> _ASSIGNED TASK_: Type out the records again, exactly as they are.
Segment Start: RECORD EXCERPTS
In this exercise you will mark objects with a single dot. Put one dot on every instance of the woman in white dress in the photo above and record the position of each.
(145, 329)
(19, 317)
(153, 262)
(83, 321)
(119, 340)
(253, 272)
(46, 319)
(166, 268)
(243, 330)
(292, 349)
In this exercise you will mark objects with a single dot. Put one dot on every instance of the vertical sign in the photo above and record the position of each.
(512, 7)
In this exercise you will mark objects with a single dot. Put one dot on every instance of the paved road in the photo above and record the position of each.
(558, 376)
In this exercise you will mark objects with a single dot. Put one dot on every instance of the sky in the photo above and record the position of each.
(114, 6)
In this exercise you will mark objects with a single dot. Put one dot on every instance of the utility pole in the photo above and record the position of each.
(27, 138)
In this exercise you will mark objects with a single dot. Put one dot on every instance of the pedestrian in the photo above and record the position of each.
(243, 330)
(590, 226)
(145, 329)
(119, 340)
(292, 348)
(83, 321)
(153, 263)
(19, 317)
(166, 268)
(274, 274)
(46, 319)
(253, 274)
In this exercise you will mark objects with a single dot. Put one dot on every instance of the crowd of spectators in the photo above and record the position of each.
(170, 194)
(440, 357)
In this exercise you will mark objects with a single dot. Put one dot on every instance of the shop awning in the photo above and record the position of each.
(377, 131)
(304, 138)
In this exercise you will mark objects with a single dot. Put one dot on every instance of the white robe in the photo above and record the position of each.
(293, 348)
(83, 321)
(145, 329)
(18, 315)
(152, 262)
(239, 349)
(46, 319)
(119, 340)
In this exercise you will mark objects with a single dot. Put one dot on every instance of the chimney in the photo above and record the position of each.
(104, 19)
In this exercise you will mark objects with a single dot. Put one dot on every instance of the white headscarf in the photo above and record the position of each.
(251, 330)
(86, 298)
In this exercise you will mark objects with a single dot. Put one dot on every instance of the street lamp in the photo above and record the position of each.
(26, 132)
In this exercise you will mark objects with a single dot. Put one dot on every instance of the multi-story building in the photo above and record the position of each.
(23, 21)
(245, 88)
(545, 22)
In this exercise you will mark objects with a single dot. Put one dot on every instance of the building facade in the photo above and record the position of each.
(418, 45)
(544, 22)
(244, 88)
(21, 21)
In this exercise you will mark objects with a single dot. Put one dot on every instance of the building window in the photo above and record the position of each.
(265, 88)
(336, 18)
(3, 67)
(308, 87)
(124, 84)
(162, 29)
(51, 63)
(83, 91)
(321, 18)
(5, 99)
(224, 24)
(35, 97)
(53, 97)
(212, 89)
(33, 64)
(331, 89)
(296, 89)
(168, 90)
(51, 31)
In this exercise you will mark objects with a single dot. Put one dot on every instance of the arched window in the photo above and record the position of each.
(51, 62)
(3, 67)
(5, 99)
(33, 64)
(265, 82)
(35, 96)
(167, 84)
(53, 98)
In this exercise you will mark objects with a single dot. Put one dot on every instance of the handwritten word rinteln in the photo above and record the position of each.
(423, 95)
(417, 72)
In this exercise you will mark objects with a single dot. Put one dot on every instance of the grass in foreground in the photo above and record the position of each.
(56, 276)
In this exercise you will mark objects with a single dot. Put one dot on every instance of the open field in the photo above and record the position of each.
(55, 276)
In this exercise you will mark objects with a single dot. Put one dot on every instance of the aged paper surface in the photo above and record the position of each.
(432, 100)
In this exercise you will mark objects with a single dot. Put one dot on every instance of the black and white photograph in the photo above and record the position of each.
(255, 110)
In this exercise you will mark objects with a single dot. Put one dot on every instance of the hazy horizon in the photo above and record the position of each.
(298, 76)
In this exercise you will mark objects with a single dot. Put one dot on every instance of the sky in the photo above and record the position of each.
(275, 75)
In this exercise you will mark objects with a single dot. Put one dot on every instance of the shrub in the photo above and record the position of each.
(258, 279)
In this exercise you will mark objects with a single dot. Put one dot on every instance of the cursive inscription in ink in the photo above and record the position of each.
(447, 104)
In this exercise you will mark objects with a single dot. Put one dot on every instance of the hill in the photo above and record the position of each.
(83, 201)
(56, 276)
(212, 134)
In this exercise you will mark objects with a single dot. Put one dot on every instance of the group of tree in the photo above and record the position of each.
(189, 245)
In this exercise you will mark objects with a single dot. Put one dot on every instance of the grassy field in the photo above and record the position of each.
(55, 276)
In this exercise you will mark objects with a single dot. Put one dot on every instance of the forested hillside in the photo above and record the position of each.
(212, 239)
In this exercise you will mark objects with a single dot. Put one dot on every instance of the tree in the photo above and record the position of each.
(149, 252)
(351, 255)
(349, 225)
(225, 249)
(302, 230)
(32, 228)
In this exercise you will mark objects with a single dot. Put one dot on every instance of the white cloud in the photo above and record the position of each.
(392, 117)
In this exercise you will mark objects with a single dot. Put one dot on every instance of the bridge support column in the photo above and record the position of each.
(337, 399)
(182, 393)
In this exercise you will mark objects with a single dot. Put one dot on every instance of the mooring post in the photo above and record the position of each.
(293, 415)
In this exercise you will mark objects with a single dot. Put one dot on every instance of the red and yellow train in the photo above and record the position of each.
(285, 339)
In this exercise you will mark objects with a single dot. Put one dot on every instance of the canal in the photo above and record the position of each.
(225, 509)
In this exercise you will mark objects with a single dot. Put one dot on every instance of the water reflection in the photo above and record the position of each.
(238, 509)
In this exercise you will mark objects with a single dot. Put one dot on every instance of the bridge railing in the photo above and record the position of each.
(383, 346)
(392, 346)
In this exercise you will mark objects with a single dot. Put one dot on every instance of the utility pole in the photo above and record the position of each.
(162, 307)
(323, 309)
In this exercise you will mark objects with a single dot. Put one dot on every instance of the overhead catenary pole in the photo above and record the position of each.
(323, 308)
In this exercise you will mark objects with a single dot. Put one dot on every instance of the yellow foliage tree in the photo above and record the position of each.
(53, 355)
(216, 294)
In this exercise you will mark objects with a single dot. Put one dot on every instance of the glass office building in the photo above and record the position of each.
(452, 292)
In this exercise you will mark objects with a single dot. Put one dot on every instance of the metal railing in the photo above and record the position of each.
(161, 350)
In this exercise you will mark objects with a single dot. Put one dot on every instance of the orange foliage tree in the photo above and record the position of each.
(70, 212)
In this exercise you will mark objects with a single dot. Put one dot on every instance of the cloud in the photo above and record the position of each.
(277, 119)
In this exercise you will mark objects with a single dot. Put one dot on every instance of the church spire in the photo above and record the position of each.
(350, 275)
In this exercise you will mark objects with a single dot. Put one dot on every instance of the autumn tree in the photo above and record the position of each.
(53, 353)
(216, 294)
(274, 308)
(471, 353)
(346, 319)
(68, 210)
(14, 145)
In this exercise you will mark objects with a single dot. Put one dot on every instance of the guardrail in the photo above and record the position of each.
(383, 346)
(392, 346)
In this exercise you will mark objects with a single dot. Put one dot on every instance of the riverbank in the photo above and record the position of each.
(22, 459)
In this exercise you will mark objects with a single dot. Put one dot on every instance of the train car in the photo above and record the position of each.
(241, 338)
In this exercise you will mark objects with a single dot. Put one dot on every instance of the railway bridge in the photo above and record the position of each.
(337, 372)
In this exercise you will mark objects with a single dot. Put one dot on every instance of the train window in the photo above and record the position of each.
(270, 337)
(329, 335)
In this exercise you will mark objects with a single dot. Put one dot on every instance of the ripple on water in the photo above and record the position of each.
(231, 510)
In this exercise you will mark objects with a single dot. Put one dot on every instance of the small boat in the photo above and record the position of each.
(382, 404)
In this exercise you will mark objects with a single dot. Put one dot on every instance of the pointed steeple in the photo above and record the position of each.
Segment End: RECORD EXCERPTS
> _EXPECTED ANSWER_:
In this exercise you will mark objects with a single dot. Put one dot on every instance of the woman in white dress in the photo above and record the position of each.
(145, 329)
(19, 317)
(153, 262)
(83, 321)
(119, 340)
(253, 272)
(46, 319)
(166, 268)
(243, 330)
(292, 349)
In this exercise you will mark objects with a single dot. Put one dot on every instance of the vertical sign in the photo above and record the position of each.
(512, 7)
In this exercise you will mark objects with a single dot. Put one dot on every instance of the paved road in the photo above and record the position of each.
(558, 376)
In this exercise you will mark objects with a single dot. Put one dot on every instance of the sky in the photo above and record the position of each.
(114, 6)
In this exercise you will mark objects with a single dot. Put one dot on every instance of the utility pole in the photo above and record the position of each.
(27, 138)
In this exercise you will mark objects with a single dot. Put one dot on every instance of the pedestrian in the photo above and record the position of each.
(243, 330)
(590, 226)
(145, 329)
(119, 340)
(292, 348)
(83, 321)
(153, 263)
(19, 317)
(166, 268)
(274, 274)
(46, 319)
(253, 274)
In this exercise you will mark objects with a single dot. Put one dot on every instance of the crowd of spectators in the photo above and record the position of each.
(170, 194)
(440, 357)
In this exercise you will mark objects with a single dot. Put one dot on every instance of the shop awning in the photo above and record the position of each.
(377, 131)
(304, 138)
In this exercise you will mark objects with a single dot. Put one dot on every instance of the white robe in the photo above and record the position of each.
(293, 348)
(83, 321)
(145, 329)
(18, 315)
(152, 262)
(239, 349)
(46, 319)
(119, 340)
In this exercise you will mark objects with a single dot. Put one dot on every instance of the chimney in the photo above and record the position of each.
(104, 19)
In this exercise you will mark objects with a single dot. Put one dot on every instance of the white headscarf in the photo above and record the position of each.
(251, 330)
(86, 298)
In this exercise you will mark objects with a single dot. Put one dot on every instance of the street lamp in the photo above and record the position of each.
(26, 132)
In this exercise you will mark objects with a single dot. Put one dot on every instance of the multi-story building in the photo above and record the position of each.
(23, 21)
(245, 88)
(545, 22)
In this exercise you will mark objects with a single dot. Put one dot on every instance of the building facade in the photo above and record the position of each.
(418, 45)
(544, 22)
(244, 88)
(21, 21)
In this exercise you will mark objects with a single dot. Put one dot on every instance of the building window in the photo above and record the position of each.
(265, 88)
(336, 18)
(3, 67)
(308, 87)
(124, 84)
(162, 29)
(51, 63)
(83, 91)
(321, 18)
(5, 99)
(224, 24)
(35, 97)
(53, 97)
(212, 89)
(33, 64)
(331, 89)
(296, 89)
(168, 90)
(51, 31)
In this exercise you will mark objects with a single dot. Put one dot on every instance of the arched window in the photo above and record the position of each.
(51, 62)
(3, 67)
(5, 99)
(33, 64)
(265, 82)
(35, 96)
(167, 84)
(53, 98)
In this exercise you will mark objects with a single dot. Put one dot on every instance of the handwritten word rinteln in the photo above and record the position of each.
(423, 95)
(417, 72)
In this exercise you will mark objects with a single dot. Put one dot on every instance of the grass in foreground in the photo above and record the position of each.
(56, 276)
In this exercise you will mark objects with a single dot. Put one dot on every instance of the open field in the photo above and record the position of each.
(55, 276)
In this exercise you will mark objects with a single dot. Put one dot on every instance of the aged paper surface in the photo above and record the position of each.
(432, 100)
In this exercise you will mark objects with a single dot. Put one dot on every instance of the black and white photograph in the photo above and record the position of each.
(255, 110)
In this exercise you will mark objects with a single dot. Put one dot on every instance of the hazy horizon in the photo above and record the position of each.
(298, 76)
In this exercise you will mark objects with a single dot. Put one dot on every instance of the sky in the photo above and record the position of each.
(275, 75)
In this exercise you will mark objects with a single dot. Put one dot on every instance of the shrub in the photo above and record the position of each.
(258, 279)
In this exercise you will mark objects with a single dot. Put one dot on every instance of the cursive inscription in ink in the photo above and record the position of each.
(447, 104)
In this exercise you will mark objects with a single dot. Put one dot on every instance of the hill in the photo above and record the position of each.
(83, 201)
(56, 276)
(212, 134)
In this exercise you will mark objects with a single dot. Put one dot on every instance of the group of tree in the photo above and record the position of each.
(189, 245)
In this exercise you will mark objects with a single dot. Put one dot on every instance of the grassy field in the photo above and record the position of each.
(55, 276)
In this exercise you will mark objects with a single dot. Put one dot on every instance of the forested hillside in the photo above and record the position of each.
(212, 239)
In this exercise you will mark objects with a single dot. Put one dot on every instance of the tree in the photo above and record the position of each.
(149, 252)
(351, 255)
(349, 225)
(225, 249)
(302, 230)
(32, 228)
In this exercise you will mark objects with a single dot. Put one dot on every instance of the white cloud in the photo above and record the position of each.
(392, 117)
In this exercise you will mark objects with a single dot. Put one dot on every instance of the bridge support column in the photo above and record the position of each.
(337, 399)
(182, 393)
In this exercise you will mark objects with a single dot. Put one dot on every instance of the mooring post in the photo above and record the position of each.
(293, 415)
In this exercise you will mark objects with a single dot. Put one dot on every instance of the red and yellow train in the photo above and record the position of each.
(285, 339)
In this exercise you will mark objects with a single dot. Put one dot on every instance of the canal in the photo above and record the position of each.
(225, 509)
In this exercise you will mark objects with a single dot. Put one dot on every instance of the water reflection in the photo above and record the position of each.
(238, 509)
In this exercise you will mark objects with a single dot. Put one dot on every instance of the bridge railing in the photo above and record the position of each.
(383, 346)
(392, 346)
In this exercise you will mark objects with a single dot. Put one dot on every instance of the utility pole in the photo above and record the position of each.
(162, 307)
(323, 309)
In this exercise you will mark objects with a single dot. Put one dot on every instance of the overhead catenary pole in the photo above and record the position of each.
(323, 308)
In this exercise you will mark objects with a single dot. Put one dot on every instance of the yellow foliage tree in the photo above and record the position of each.
(53, 355)
(216, 294)
In this exercise you will mark objects with a single dot. Put one dot on every instance of the glass office building in the photo above and record the position of each.
(452, 292)
In this exercise you will mark objects with a single dot. Put one dot on every instance of the metal railing in the photo above and record the position of each.
(161, 350)
In this exercise you will mark objects with a single dot. Put one dot on every instance of the orange foliage tree in the photo above and record the position of each.
(70, 212)
In this exercise you will mark objects with a single dot. Put one dot on every instance of the cloud in the photo above and record the position of each.
(277, 119)
In this exercise you will mark objects with a single dot. Put one dot on every instance of the church spire in the photo above and record the position of each.
(350, 275)
In this exercise you will mark objects with a single dot. Put one dot on every instance of the autumn tree in the photo above and record the position of each.
(53, 353)
(216, 294)
(274, 308)
(471, 353)
(346, 319)
(68, 210)
(14, 145)
In this exercise you will mark objects with a single dot. Put one dot on every instance of the guardrail in the photo above and record the position of each.
(383, 346)
(392, 346)
In this exercise you will mark objects with a single dot. Put one dot on every instance of the riverbank in the photo above and record the position of each.
(22, 459)
In this exercise you will mark objects with a single dot. Put one dot on every instance of the train car in the photo above and record the position of each.
(241, 338)
In this exercise you will mark objects with a single dot. Put one dot on every instance of the railway bridge in the photo above and record the position of each.
(337, 372)
In this exercise you will mark objects with a single dot. Put one dot on every instance of the train window in the photo above and record the position of each.
(270, 337)
(329, 335)
In this exercise you will mark objects with a single dot. Put one dot on every instance of the ripple on water in the photo above and record the position of each.
(231, 510)
In this exercise you will mark objects with a single dot. Put one dot on every instance of the small boat in the photo above and record the position of each.
(382, 404)
In this exercise you will mark objects with a single dot. Put one dot on every instance of the pointed steeple in the photo above and record the position of each.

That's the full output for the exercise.